Check each line of the records below for the word "object" and copy those where it appears.

◆ Collected data entries
+===+

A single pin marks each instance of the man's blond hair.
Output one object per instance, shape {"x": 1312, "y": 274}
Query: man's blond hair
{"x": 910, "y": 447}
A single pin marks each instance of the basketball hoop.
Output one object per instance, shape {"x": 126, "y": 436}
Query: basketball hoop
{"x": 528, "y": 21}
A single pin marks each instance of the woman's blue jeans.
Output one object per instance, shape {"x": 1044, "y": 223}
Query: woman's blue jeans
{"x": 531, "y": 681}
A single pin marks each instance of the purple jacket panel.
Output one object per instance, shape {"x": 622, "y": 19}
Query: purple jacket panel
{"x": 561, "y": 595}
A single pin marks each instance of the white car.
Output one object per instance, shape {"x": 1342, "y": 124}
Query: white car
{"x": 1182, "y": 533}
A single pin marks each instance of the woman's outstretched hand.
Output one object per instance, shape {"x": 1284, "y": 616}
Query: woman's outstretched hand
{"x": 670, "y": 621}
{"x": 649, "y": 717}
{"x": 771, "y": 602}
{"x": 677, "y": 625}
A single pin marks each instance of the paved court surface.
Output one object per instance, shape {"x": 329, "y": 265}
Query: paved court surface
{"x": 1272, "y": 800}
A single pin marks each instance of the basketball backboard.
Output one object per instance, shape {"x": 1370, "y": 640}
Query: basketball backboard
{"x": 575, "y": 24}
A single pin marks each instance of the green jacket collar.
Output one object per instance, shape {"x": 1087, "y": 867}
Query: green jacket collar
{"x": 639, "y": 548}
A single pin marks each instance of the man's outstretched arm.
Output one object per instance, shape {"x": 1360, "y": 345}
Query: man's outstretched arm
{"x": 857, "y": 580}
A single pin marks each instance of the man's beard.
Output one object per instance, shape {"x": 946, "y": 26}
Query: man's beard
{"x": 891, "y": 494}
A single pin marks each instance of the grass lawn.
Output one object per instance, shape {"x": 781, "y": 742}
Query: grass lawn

+===+

◆ Solution for this exercise
Output one object per instance, shape {"x": 1312, "y": 274}
Output one object per instance, shape {"x": 126, "y": 436}
Output one object per instance, shape {"x": 1044, "y": 223}
Output one object per instance, shape {"x": 622, "y": 19}
Output one object per instance, shape {"x": 1342, "y": 124}
Output one object per instance, shape {"x": 1284, "y": 616}
Output one object per instance, shape {"x": 329, "y": 265}
Output one object per instance, shape {"x": 1370, "y": 640}
Output one object per instance, shape {"x": 1087, "y": 867}
Output one object per instance, shape {"x": 1360, "y": 345}
Output one object per instance, shape {"x": 946, "y": 26}
Output one object per instance, shape {"x": 781, "y": 742}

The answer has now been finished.